Given passage:
%%

Her Majesty's Finest [UnMet]
Special Rules Adjustments
Special Rules Adjustments
Every character begins their adventure with one or more assets, purchased with refresh. These are your specific areas of expertise in a profession, advanced fighting techniques, aethertech devices and companions that assist you in your adventures (Fate Accelerated calls them stunts).
It should be noted that your fellow adventurers of Her Majesty’s Finest, and the costumes and props that you bring along, do not generally count toward Assets for your character, unless your really want them to. For more information see the Costuming and Props chapter.
There are four types of assets:
|Companion||A loyal NPC who helps the character.|
|Device||Important mundane or aethertech gear.|
|Specialty||Gain +1 to using a specific profession in a narrow circumstance.|
|Stunt||Break the rules in some way to perform a unique action.|
Every asset has a function aspect that defines who or what it is and how it works. A companion might be an Informative Barmaid or Wealthy Supporter while a scientific device might be Galvanic Infrared Goggles or a Galvanic Longsword. Similarly, you might have a stunt like Devastating Pugilist or a specialty describing your Regal Social Graces.
These aspects can be invoked or compelled like any other aspect the character may have, but they are usually more focused towards the usefulness of the asset, rather than the more general character aspects. When creating a function aspect, take into account any features or flaws the asset may have.
Companions and devices represent something outside of your character that helps you in some meaningful way. Because these are technically not “part” of you, they have access to features that represent what’s mechanically special about them beyond their aspect. Each time you spend a point of refresh on a companion or device, you can select two features for it.
By adding a flaw to a companion or device, you can purchase more features for it. For each flaw you select, you can increase the number of features on an asset by 1.
Companions and devices can have up to 2 flaws. Specialties and stunts also use flaws. See their descriptions for details.
|Consuming||Asset requires the expenditure of a fate point to be used.|
|Demanding||The asset requires time or effort (or both) before it can be used.|
|Limited||Can be used once per scene or session.|
|Situational||Only functions in unique situations (predetermined self-compel).|
|Troubling||The asset gains a trouble aspect.|
A consuming asset requires a fate point each time it’s used. Consuming always counts as two flaws.
A demanding asset requires that you spend a specific amount of time or effort before it can be used. This can represent the engines of an airship that require starting up, a six-gun that must be reloaded or a wireless personal telegraph that takes a moment to connect and print the message. After the requirement has been met, the asset functions for the remainder of the scene. This must be acted out.
Demanding assets are worth one flaw if they require 5 minutes of acting out. They’re worth two flaws if they require an entire scene.
A limited asset can only be used once per scene or session. If once per scene, it counts as one flaw; if once per session, it counts as two. Limited assets are usually things like a companion who doesn’t actually travel with you, a martial arts technique that will fool your opponent once but is easily defended afterwards, or any other asset that is narratively limited.
A situational asset is an asset that functions in specific, narrow circumstances. These assets represents things like a companion requiring payment of some kind before helping you or a martial arts technique that is only usable when you succeed with style on a specific type of action.Situational assets are always worth one flaw.

%%

Instructions for the task:
Answer these questions from the asset rules text:
1. How many types of assets are there?
2. How many features can be selected each time a point of refresh is spent on a companion or device?
3. How many flaws does a limited asset count as if it can be used once per scene?

Supplied information:
%%

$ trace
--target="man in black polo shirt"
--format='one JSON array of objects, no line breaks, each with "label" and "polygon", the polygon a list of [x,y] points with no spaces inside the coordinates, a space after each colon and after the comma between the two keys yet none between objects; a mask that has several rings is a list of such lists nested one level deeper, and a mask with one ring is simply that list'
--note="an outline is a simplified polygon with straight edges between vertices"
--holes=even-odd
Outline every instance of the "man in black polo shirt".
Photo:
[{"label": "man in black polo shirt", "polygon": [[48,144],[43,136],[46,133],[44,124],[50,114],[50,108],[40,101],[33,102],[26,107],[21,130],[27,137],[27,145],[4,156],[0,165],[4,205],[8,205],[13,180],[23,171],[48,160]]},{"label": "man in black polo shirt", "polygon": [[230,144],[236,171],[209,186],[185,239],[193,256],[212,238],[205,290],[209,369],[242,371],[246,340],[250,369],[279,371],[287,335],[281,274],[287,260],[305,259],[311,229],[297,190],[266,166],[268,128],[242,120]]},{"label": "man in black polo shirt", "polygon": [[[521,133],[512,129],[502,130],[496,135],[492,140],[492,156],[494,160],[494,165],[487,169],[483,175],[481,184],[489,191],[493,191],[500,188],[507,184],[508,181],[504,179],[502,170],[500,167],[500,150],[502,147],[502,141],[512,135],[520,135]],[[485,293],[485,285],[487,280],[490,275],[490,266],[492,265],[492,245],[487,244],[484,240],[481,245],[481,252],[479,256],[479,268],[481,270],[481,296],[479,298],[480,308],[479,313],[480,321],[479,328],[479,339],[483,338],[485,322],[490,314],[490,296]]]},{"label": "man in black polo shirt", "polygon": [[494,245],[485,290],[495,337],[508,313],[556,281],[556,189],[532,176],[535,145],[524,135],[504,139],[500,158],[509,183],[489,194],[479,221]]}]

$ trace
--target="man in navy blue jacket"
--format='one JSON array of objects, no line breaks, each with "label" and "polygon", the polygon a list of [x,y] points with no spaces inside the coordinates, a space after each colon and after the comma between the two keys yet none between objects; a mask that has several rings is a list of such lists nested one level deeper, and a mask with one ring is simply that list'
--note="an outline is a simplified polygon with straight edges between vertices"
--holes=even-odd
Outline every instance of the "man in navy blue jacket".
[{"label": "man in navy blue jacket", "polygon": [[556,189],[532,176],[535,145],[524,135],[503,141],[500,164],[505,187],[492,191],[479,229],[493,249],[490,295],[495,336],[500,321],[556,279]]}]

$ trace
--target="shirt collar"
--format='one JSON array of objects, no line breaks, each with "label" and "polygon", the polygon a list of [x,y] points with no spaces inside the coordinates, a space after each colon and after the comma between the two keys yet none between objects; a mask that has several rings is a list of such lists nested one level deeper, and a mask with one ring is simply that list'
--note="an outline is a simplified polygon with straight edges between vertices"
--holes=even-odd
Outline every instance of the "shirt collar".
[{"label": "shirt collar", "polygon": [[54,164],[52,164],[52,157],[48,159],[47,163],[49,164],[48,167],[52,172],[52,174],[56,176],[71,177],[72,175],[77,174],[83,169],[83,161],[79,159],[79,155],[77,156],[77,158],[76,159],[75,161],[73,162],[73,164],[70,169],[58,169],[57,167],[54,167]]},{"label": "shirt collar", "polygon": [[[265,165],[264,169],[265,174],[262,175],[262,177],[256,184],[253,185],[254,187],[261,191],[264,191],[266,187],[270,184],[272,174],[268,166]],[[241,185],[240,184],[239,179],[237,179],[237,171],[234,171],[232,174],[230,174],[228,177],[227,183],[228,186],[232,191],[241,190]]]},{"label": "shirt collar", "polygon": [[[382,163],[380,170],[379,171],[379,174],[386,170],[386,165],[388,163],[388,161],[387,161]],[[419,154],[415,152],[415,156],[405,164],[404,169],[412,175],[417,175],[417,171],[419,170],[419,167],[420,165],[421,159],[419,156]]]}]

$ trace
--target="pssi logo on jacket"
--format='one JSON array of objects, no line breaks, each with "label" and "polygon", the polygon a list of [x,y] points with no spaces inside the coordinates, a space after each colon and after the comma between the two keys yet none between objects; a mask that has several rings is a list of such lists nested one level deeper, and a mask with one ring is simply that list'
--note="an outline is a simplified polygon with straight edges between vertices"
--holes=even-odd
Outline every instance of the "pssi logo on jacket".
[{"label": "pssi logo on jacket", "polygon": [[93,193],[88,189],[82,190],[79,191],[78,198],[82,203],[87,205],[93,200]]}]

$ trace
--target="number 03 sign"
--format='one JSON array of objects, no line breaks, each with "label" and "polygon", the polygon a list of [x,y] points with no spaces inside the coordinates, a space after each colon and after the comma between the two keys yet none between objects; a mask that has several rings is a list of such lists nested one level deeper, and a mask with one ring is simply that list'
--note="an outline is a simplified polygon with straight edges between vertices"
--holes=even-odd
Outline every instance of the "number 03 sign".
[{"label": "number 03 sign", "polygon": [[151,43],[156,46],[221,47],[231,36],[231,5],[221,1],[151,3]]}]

%%

Exercise solution:
1. Four
2. Two
3. One